**DOCUMENT EXTRACT**.
#####
Lagos state health authorities have began exploring measures to reduce interaction between passengers arriving from Ebola-affected countries and other travellers passing through the Murtala Muhammed International Airport

This is to strengthen safeguards against the possible importation of the virus into Nigeria.

The proposal formed part of deliberations during a high-level inspection and preparedness exercise at the airport on Sunday, where state health officials, aviation regulators and airport authorities reviewed surveillance systems, emergency response plans and passenger screening protocols amid renewed Ebola outbreaks in parts of Central and East Africa.

EBOLA
Ebola: Lagos begins limitation of passenger interaction

The Lagos delegation was led by the Commissioner for Health, Prof Akin Abayomi, and included the Special Adviser to the Governor on Health, Dr Kemi Ogunyemi; Permanent Secretary, Ministry of Health, Dr Dayo Lajide; Director of Epidemiology, Biosecurity and Global Health, Dr Ismail Abdus-Salam; and senior officials of the Lagos State Public Health Emergency Operations Centre.

They were received by the Airport Manager and Regional General Manager, South-West MMIA, Olatokunbo Arewa, alongside other officials.
#####
[Saved entries]

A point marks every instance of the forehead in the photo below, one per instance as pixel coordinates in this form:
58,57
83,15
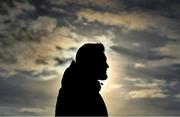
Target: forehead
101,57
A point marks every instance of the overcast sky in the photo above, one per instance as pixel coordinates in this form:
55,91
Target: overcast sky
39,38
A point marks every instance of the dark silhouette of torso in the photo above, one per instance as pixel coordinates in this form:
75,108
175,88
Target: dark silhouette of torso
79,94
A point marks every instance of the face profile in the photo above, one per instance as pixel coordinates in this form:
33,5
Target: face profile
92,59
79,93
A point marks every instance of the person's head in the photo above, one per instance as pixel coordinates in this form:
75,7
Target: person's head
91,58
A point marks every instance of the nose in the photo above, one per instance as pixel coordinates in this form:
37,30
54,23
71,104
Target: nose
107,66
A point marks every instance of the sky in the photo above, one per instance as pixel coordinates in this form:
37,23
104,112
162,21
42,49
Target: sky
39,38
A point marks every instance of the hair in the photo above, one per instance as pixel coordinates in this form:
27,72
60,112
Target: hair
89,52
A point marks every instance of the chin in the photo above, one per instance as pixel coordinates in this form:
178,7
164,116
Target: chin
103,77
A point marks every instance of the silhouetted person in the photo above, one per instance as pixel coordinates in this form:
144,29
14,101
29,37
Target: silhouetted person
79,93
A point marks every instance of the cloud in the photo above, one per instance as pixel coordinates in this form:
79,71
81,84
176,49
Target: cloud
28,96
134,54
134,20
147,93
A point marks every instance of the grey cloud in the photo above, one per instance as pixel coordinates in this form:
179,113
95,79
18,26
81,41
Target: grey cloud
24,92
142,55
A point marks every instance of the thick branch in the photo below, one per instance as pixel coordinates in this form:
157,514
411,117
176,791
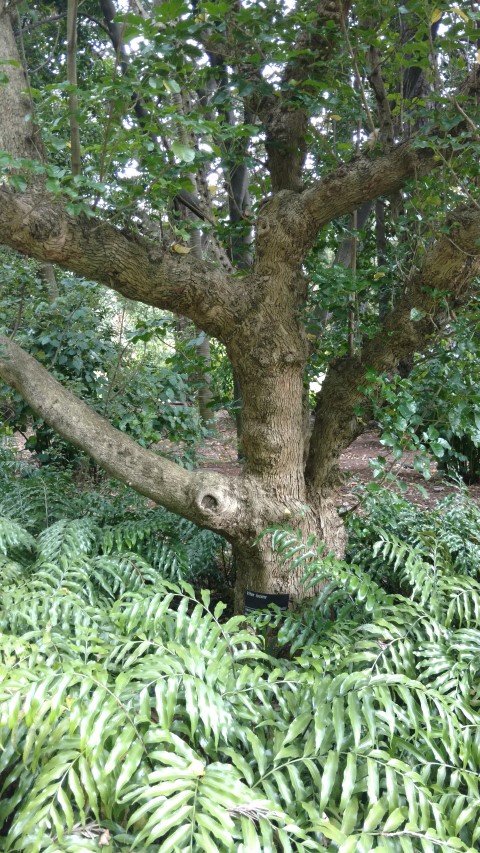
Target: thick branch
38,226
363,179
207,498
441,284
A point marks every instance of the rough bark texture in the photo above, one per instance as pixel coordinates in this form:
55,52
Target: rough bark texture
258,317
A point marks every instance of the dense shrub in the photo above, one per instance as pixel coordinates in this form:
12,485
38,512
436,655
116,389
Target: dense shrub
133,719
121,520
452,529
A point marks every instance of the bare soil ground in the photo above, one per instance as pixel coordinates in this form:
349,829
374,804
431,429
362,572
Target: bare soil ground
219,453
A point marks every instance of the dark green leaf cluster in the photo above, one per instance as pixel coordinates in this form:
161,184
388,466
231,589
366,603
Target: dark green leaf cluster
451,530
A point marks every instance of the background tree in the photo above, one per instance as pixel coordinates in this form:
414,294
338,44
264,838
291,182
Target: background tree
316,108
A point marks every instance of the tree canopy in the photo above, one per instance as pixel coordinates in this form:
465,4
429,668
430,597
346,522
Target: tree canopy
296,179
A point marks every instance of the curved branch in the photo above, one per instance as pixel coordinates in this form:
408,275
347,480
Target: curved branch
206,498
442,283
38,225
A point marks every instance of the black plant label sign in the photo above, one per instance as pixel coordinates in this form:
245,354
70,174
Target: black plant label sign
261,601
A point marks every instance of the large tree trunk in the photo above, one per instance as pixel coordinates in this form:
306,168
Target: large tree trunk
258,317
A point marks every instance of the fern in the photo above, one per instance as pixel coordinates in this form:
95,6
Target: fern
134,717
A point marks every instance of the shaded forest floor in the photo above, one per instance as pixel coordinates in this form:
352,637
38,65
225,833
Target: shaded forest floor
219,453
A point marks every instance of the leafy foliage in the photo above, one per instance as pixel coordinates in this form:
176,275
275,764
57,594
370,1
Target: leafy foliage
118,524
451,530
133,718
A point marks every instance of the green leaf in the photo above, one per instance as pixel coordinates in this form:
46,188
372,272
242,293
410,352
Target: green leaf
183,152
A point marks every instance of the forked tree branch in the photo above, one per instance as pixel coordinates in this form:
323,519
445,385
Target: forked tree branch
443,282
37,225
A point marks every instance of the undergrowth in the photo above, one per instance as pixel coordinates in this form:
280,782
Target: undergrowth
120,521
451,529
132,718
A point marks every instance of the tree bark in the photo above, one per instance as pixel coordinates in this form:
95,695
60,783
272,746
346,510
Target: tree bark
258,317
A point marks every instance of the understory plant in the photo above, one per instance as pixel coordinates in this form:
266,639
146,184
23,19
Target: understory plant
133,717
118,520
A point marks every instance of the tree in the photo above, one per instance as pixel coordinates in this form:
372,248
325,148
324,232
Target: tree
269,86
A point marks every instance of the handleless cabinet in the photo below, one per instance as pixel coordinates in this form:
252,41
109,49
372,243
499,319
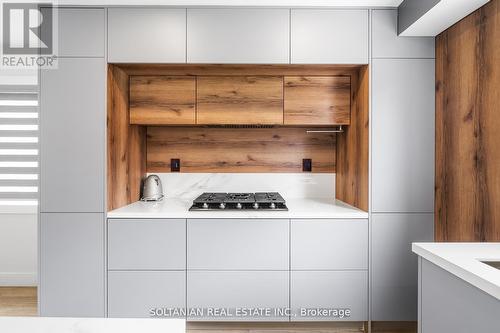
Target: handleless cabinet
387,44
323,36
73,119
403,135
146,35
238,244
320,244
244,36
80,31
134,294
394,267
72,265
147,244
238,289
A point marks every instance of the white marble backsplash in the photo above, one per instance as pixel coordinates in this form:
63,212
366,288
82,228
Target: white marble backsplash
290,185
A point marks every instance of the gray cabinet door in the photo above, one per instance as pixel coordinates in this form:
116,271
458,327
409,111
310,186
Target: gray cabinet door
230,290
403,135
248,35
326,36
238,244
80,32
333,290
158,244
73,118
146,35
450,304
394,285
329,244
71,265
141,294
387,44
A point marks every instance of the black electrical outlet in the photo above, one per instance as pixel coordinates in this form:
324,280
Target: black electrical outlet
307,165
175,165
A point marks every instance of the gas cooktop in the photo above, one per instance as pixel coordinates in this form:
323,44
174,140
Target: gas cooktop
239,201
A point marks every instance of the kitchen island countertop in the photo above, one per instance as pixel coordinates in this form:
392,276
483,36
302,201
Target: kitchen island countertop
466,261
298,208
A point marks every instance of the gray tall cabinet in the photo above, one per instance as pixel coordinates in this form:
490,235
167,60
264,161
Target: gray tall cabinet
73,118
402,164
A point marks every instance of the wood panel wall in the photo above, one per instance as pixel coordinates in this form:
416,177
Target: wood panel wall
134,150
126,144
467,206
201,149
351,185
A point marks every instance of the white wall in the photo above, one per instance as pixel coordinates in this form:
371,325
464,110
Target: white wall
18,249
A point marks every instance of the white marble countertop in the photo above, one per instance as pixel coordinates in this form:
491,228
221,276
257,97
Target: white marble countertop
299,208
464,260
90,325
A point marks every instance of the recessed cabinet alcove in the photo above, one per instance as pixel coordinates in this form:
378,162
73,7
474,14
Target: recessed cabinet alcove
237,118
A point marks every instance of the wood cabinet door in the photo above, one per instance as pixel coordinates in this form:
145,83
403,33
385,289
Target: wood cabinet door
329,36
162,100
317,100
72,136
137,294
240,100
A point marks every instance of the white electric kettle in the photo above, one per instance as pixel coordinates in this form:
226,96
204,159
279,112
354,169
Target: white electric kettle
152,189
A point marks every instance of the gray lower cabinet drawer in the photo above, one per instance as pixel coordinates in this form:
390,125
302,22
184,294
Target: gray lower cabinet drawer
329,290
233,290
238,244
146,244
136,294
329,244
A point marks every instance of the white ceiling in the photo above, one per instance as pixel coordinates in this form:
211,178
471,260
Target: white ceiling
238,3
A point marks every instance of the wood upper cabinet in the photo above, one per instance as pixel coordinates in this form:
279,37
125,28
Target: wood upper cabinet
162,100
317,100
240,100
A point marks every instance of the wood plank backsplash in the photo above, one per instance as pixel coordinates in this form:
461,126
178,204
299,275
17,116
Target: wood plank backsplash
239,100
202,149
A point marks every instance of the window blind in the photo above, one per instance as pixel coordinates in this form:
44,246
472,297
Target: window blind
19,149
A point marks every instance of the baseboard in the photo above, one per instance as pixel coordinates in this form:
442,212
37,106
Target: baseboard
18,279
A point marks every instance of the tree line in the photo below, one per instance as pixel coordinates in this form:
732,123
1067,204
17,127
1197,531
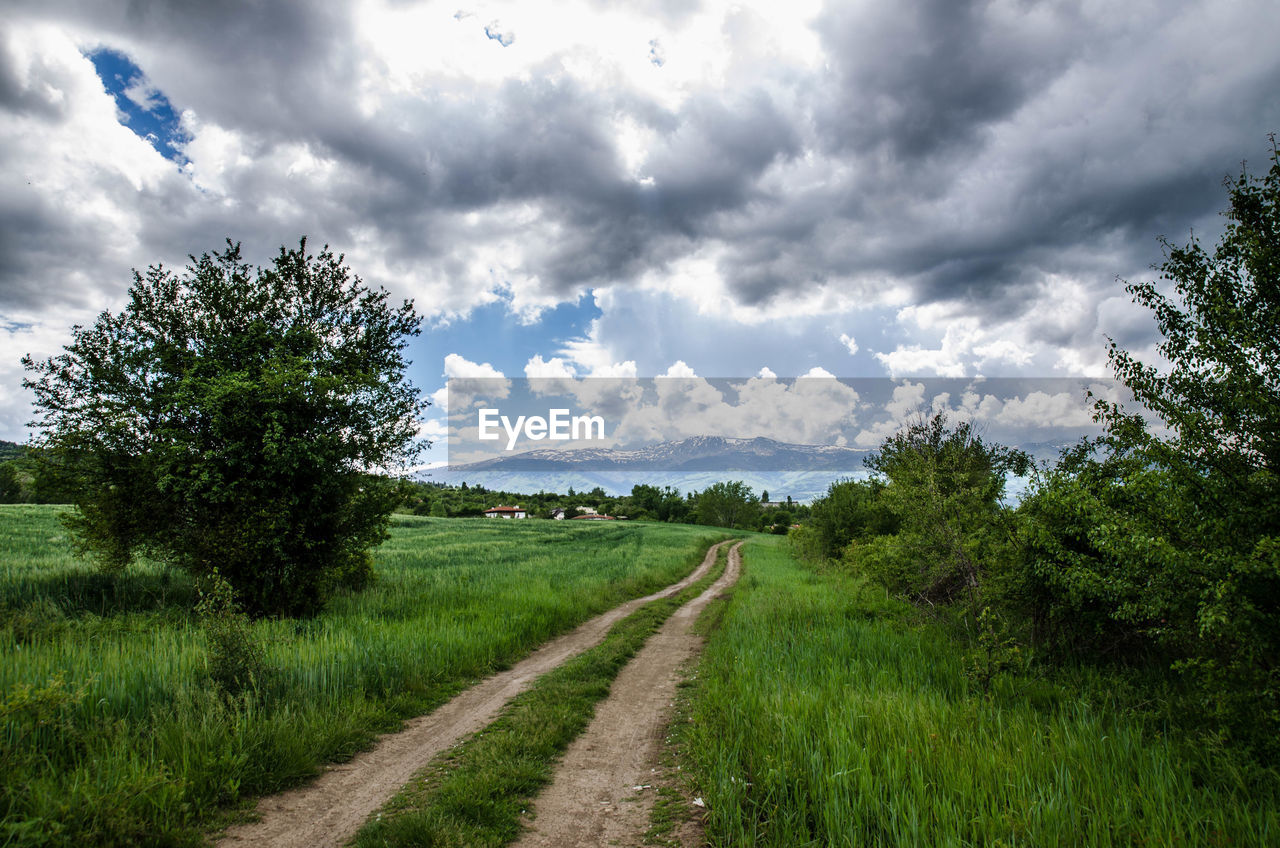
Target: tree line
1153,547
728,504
#####
**TASKS TO COMPLETE**.
1. Please update the Ebola article by repeating everything from "The Lagos delegation" down to "alongside other officials.", with "delegation" replaced by "team".
2. In the Ebola article, who led the Lagos delegation to the airport?
3. Name every member of the Lagos delegation whom the Ebola article identifies by name.

**ACTIVITY ANSWERS**.
1.
The Lagos team was led by the Commissioner for Health, Prof Akin Abayomi, and included the Special Adviser to the Governor on Health, Dr Kemi Ogunyemi; Permanent Secretary, Ministry of Health, Dr Dayo Lajide; Director of Epidemiology, Biosecurity and Global Health, Dr Ismail Abdus-Salam; and senior officials of the Lagos State Public Health Emergency Operations Centre.

They were received by the Airport Manager and Regional General Manager, South-West MMIA, Olatokunbo Arewa, alongside other officials.

2. The Commissioner for Health, Prof Akin Abayomi.

3.
Prof Akin Abayomi
Dr Kemi Ogunyemi
Dr Dayo Lajide
Dr Ismail Abdus-Salam